## Exercise instructions
Every line must be returned precisely as it is written.

## Records for processing
------
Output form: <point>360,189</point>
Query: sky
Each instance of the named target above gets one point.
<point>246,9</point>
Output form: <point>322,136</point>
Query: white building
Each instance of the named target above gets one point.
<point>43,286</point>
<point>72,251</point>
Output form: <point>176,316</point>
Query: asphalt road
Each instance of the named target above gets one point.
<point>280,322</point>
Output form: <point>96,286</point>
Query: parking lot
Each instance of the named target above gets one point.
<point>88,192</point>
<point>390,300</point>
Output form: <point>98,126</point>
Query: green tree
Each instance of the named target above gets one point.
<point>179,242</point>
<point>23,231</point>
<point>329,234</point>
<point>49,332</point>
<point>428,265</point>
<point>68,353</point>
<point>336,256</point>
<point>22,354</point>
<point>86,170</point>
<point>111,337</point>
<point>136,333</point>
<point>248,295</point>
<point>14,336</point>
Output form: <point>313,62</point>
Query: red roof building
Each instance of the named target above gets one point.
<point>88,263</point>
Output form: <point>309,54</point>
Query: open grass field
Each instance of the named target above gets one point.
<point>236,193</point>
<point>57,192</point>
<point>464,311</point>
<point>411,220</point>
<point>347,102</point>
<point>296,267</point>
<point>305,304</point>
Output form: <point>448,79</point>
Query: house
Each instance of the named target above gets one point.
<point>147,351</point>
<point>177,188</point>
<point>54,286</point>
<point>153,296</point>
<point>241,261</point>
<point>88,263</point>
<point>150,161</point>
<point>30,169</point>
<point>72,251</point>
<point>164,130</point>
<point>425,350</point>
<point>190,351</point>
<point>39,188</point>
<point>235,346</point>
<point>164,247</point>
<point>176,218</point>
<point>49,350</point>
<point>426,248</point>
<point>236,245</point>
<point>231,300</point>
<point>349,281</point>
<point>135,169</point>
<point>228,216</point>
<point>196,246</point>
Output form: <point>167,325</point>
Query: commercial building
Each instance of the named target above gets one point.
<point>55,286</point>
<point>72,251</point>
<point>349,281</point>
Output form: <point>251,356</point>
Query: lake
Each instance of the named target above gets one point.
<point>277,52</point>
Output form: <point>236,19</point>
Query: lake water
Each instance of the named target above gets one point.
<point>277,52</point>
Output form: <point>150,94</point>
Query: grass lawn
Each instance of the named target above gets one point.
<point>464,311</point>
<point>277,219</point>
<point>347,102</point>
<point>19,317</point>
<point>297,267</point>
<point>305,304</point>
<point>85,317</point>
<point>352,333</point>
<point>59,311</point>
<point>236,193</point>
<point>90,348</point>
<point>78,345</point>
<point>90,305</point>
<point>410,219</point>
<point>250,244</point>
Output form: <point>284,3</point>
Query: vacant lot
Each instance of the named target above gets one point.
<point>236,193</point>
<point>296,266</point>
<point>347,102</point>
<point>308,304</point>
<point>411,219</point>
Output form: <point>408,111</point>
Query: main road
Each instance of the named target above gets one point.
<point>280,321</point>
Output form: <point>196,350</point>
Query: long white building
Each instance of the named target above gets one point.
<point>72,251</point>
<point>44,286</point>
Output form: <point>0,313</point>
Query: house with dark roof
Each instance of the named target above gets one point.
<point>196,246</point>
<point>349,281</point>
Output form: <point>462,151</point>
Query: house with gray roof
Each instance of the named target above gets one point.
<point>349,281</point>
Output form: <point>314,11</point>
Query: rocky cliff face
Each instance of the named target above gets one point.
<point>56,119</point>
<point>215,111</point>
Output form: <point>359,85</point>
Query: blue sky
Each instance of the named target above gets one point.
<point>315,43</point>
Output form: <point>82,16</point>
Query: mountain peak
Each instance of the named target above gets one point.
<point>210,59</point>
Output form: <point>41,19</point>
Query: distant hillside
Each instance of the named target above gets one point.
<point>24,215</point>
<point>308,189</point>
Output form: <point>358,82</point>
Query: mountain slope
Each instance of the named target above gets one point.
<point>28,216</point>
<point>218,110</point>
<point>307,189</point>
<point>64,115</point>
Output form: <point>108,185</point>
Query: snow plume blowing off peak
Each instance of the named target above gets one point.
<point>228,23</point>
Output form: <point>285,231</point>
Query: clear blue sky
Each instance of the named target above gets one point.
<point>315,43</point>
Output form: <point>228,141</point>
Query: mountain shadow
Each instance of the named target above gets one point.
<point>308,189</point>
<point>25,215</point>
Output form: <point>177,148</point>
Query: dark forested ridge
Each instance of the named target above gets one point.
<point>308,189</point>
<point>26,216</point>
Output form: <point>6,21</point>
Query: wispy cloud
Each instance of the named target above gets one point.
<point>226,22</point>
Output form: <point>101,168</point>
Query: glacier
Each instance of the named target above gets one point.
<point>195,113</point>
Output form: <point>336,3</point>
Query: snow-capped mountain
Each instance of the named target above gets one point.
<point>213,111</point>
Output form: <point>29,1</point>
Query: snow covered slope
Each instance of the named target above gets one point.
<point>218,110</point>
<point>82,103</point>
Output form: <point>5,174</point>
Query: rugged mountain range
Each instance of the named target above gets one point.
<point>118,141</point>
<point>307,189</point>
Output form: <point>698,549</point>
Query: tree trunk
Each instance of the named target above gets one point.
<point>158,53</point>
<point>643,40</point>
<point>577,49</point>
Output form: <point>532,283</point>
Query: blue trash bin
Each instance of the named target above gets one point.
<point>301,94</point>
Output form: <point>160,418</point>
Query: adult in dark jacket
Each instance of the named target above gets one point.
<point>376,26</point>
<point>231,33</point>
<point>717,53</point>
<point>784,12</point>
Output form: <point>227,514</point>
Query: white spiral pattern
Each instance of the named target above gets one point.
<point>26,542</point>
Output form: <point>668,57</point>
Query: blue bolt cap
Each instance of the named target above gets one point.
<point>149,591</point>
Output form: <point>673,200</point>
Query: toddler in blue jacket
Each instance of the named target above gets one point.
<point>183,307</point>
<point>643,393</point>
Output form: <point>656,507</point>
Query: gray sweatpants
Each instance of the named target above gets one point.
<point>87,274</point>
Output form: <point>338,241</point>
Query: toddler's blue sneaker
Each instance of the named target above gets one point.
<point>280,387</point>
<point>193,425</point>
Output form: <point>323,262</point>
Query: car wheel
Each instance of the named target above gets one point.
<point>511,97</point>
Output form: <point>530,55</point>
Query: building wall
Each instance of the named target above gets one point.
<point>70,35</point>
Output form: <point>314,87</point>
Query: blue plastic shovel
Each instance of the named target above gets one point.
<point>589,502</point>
------
## Solution below
Output form: <point>360,189</point>
Query: sky
Each instance of the named target above gets one point.
<point>246,9</point>
Output form: <point>322,136</point>
Query: white building
Each instance of the named target above gets one point.
<point>43,286</point>
<point>72,251</point>
Output form: <point>176,316</point>
Query: asphalt road
Each instance of the named target above gets one point.
<point>280,322</point>
Output form: <point>96,286</point>
Query: parking lot
Each instance of the named target above gets one point.
<point>88,192</point>
<point>390,300</point>
Output form: <point>98,126</point>
Query: green tree
Each instance of the named target above gets one point.
<point>179,242</point>
<point>23,231</point>
<point>329,234</point>
<point>49,332</point>
<point>428,265</point>
<point>68,353</point>
<point>336,256</point>
<point>22,354</point>
<point>86,170</point>
<point>111,337</point>
<point>136,333</point>
<point>248,295</point>
<point>14,336</point>
Output form: <point>313,62</point>
Query: red roof building
Each instance of the named target above gets one point.
<point>88,263</point>
Output form: <point>309,54</point>
Query: open grass field
Each instance of the named target above gets one point.
<point>236,193</point>
<point>57,192</point>
<point>464,311</point>
<point>411,220</point>
<point>347,102</point>
<point>296,267</point>
<point>305,304</point>
Output form: <point>448,79</point>
Query: house
Each instance of the named target above gets one point.
<point>147,351</point>
<point>177,188</point>
<point>54,286</point>
<point>153,296</point>
<point>241,261</point>
<point>88,263</point>
<point>150,161</point>
<point>30,169</point>
<point>72,251</point>
<point>164,130</point>
<point>425,350</point>
<point>190,351</point>
<point>39,188</point>
<point>235,346</point>
<point>164,247</point>
<point>176,218</point>
<point>49,350</point>
<point>426,248</point>
<point>236,245</point>
<point>231,300</point>
<point>349,281</point>
<point>135,169</point>
<point>228,216</point>
<point>196,246</point>
Output form: <point>167,325</point>
Query: commercial building
Each instance of the named target above gets one point.
<point>55,286</point>
<point>72,251</point>
<point>349,281</point>
Output form: <point>251,356</point>
Query: lake
Each instance of the named target above gets one point.
<point>277,52</point>
Output form: <point>236,19</point>
Query: lake water
Each instance of the named target above gets one point.
<point>277,52</point>
Output form: <point>150,94</point>
Query: grass lawn
Each instance of the named target above gets one point.
<point>464,311</point>
<point>277,219</point>
<point>347,102</point>
<point>19,317</point>
<point>297,267</point>
<point>305,304</point>
<point>85,317</point>
<point>352,333</point>
<point>59,311</point>
<point>236,193</point>
<point>90,348</point>
<point>78,345</point>
<point>90,305</point>
<point>410,219</point>
<point>250,244</point>
Output form: <point>284,3</point>
Query: vacant lot
Each instance of the named target above gets one point.
<point>236,193</point>
<point>296,266</point>
<point>347,102</point>
<point>308,304</point>
<point>411,219</point>
Output form: <point>408,111</point>
Query: main road
Each instance of the named target above gets one point.
<point>280,321</point>
Output form: <point>196,350</point>
Query: long white building
Each instance of the named target above gets one point.
<point>72,251</point>
<point>44,286</point>
Output form: <point>0,313</point>
Query: house with dark roof
Each instance of the named target above gets one point.
<point>196,246</point>
<point>349,281</point>
Output form: <point>462,151</point>
Query: house with gray roof
Each instance of the named target above gets one point.
<point>349,281</point>
Output form: <point>314,11</point>
Query: rocky cliff face
Each instance of the named target above gets one point.
<point>56,119</point>
<point>215,111</point>
Output form: <point>359,85</point>
Query: blue sky
Each instance of the named target above gets one point.
<point>315,43</point>
Output form: <point>82,16</point>
Query: mountain peak
Each instance of the named target above gets one point.
<point>210,59</point>
Output form: <point>41,19</point>
Query: distant hillside
Each instance of the named target above gets one point.
<point>24,215</point>
<point>308,189</point>
Output form: <point>358,82</point>
Query: mountain slope
Each instance of the named target above gets one point.
<point>28,216</point>
<point>218,110</point>
<point>307,189</point>
<point>64,115</point>
Output form: <point>108,185</point>
Query: snow plume blowing off peak
Each instance of the named target above gets one point.
<point>228,23</point>
Output form: <point>285,231</point>
Query: clear blue sky
Each instance of the named target above gets one point.
<point>315,43</point>
Output form: <point>228,141</point>
Query: mountain shadow
Each instance of the named target above gets one point.
<point>308,189</point>
<point>25,215</point>
Output form: <point>177,148</point>
Query: dark forested ridge
Each instance of the named target above gets one point.
<point>308,189</point>
<point>26,216</point>
Output form: <point>6,21</point>
Query: wispy cloud
Each instance of the named target above gets one point.
<point>226,22</point>
Output form: <point>101,168</point>
Query: glacier
Each instance of the named target above gets one point.
<point>195,113</point>
Output form: <point>336,3</point>
Query: snow-capped mountain
Each instance of the named target above gets one point.
<point>213,111</point>
Output form: <point>29,1</point>
Query: snow covered slope
Each instance of the named target above gets one point.
<point>218,110</point>
<point>82,103</point>
Output form: <point>5,174</point>
Query: rugged mountain range
Each instance of the named target above gets one point.
<point>118,141</point>
<point>307,189</point>
Output form: <point>698,549</point>
Query: tree trunk
Each instance of the named target above gets one point.
<point>158,53</point>
<point>643,40</point>
<point>577,49</point>
Output form: <point>532,283</point>
Query: blue trash bin
Each instance of the named target above gets one point.
<point>301,94</point>
Output form: <point>160,418</point>
Query: adult in dark jacket
Each instance of the named target above gets one point.
<point>376,26</point>
<point>231,33</point>
<point>717,53</point>
<point>784,12</point>
Output form: <point>227,514</point>
Query: white spiral pattern
Each instance of the named target above gets one point.
<point>26,542</point>
Output form: <point>668,57</point>
Query: blue bolt cap
Each instance of the named target above gets one point.
<point>149,591</point>
Output form: <point>673,200</point>
Query: toddler in blue jacket
Each instance of the named target above gets one point.
<point>183,307</point>
<point>643,393</point>
Output form: <point>656,507</point>
Query: gray sweatpants
Each instance of the named target above gets one point.
<point>87,274</point>
Output form: <point>338,241</point>
Query: toddler's blue sneaker
Each instance of the named target above gets one point.
<point>280,387</point>
<point>193,425</point>
Output form: <point>323,262</point>
Query: car wheel
Each instance of the named target above gets one point.
<point>511,97</point>
Output form: <point>530,55</point>
Query: building wall
Each instance of the named target above gets one point.
<point>70,35</point>
Output form: <point>314,87</point>
Query: blue plastic shovel
Each instance of the named target above gets one point.
<point>589,502</point>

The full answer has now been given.